* What needs to be done: Print the items again word for word, beginning at the line that contains "of the black" and continuing through the end of the items. Reproduce only those lines.

_____

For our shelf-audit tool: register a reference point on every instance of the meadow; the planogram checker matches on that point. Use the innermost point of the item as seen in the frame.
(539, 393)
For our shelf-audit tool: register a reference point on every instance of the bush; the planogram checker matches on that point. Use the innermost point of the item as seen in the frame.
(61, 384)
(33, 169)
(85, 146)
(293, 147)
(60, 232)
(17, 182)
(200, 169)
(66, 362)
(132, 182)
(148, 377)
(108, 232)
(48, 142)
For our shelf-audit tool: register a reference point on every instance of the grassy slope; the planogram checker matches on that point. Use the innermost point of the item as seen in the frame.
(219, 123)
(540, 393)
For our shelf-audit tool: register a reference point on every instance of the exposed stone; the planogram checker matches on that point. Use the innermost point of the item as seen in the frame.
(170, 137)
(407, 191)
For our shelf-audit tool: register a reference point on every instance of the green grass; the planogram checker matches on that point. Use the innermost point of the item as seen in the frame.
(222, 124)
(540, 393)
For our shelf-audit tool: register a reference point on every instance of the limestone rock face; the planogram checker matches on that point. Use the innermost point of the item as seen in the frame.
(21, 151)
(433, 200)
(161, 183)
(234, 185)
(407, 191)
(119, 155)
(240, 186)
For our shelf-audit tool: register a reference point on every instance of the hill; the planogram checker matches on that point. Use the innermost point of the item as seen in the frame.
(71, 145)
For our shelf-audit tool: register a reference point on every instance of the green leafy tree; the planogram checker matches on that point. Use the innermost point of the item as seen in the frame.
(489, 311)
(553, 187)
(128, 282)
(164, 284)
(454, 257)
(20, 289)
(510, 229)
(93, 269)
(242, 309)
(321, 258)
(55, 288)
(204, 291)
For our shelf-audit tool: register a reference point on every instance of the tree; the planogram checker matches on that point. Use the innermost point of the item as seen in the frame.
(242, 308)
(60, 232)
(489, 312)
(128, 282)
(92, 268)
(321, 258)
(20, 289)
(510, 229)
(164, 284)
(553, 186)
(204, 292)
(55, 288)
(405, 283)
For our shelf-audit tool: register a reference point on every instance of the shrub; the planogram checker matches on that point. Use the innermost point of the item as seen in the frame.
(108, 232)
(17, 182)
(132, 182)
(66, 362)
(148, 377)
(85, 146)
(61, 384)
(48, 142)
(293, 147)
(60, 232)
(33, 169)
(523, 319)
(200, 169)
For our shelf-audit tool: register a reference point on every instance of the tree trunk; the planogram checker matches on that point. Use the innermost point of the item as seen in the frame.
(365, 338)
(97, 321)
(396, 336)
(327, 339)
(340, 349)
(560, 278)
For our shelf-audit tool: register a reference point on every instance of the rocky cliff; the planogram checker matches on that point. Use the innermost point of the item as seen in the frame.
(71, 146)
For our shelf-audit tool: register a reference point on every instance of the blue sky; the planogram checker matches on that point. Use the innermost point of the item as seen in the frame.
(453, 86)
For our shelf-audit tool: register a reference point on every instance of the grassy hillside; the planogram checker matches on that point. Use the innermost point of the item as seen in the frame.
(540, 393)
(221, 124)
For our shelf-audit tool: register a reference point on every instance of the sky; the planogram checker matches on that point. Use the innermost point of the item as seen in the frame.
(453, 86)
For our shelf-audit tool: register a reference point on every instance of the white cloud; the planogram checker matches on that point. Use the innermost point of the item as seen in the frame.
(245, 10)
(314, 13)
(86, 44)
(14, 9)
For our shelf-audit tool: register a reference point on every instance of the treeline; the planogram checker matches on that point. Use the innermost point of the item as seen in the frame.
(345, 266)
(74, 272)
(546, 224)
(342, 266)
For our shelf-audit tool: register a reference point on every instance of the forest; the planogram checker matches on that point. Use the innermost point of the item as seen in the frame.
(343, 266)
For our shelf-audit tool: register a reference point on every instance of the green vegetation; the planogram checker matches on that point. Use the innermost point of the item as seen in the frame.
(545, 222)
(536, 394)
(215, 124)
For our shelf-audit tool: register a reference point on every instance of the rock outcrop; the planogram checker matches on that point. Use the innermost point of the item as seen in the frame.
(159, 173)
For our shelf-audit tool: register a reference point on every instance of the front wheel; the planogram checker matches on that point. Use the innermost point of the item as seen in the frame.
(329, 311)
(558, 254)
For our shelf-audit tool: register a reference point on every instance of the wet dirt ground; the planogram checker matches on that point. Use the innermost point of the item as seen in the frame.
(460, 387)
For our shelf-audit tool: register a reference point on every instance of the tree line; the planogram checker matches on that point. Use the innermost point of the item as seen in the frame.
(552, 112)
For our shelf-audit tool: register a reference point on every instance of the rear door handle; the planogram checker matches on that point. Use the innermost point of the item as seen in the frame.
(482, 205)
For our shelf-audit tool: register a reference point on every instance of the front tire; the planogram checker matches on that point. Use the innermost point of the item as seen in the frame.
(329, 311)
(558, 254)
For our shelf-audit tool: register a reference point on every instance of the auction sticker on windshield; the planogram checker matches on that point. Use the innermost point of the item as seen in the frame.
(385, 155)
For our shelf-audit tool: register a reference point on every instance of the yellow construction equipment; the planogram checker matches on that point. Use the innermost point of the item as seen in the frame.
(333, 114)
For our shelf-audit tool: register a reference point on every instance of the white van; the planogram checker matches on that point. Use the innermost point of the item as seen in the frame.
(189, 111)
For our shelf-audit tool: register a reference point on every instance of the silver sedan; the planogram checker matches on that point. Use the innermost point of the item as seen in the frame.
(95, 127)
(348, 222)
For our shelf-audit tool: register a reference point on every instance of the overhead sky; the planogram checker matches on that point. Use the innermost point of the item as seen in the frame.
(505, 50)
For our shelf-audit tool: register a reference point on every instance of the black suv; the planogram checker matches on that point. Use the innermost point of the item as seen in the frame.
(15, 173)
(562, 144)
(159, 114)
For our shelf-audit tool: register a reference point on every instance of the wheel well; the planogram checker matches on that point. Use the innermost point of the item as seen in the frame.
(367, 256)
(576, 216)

_____

* Output for this task:
For our shelf-audit tool: register a reference point on every instance of the black suv; the planogram checker matches on that point. Use the innermost point of the item as seen in the frame.
(15, 173)
(562, 144)
(159, 114)
For our shelf-audit tool: register a reference point on every instance of the wheel well; the planogram checker matches on that point. Use the innermost point of the item as seen in the frame.
(367, 256)
(576, 216)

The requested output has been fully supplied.